Exercise instructions.
Without changing a thing, reproduce the entire listing and leave out its pictures.

*** Data to use ***

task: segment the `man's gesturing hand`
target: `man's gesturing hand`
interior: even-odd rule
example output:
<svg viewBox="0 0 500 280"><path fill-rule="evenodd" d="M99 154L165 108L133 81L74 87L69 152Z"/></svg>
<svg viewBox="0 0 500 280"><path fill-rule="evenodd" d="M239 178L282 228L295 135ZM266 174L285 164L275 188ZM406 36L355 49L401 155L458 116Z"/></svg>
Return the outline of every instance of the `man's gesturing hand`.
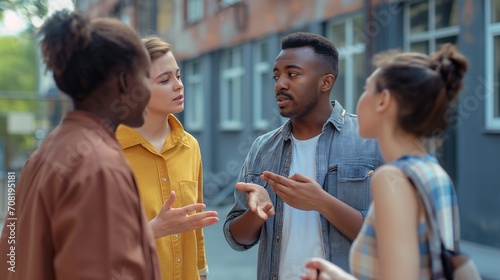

*** End of Data to use ***

Reply.
task: segment the `man's gesturing hand`
target: `man's gesturing hand`
interior: even-odd rule
example output:
<svg viewBox="0 0 500 280"><path fill-rule="evenodd" d="M99 154L165 108L133 81L74 87L69 152Z"/></svg>
<svg viewBox="0 0 500 280"><path fill-rule="evenodd" d="M239 178L282 228L295 135ZM266 174L285 164L275 188ZM406 36L355 49L401 155L458 116Z"/></svg>
Return the outline of every instance of the `man's gesturing hand`.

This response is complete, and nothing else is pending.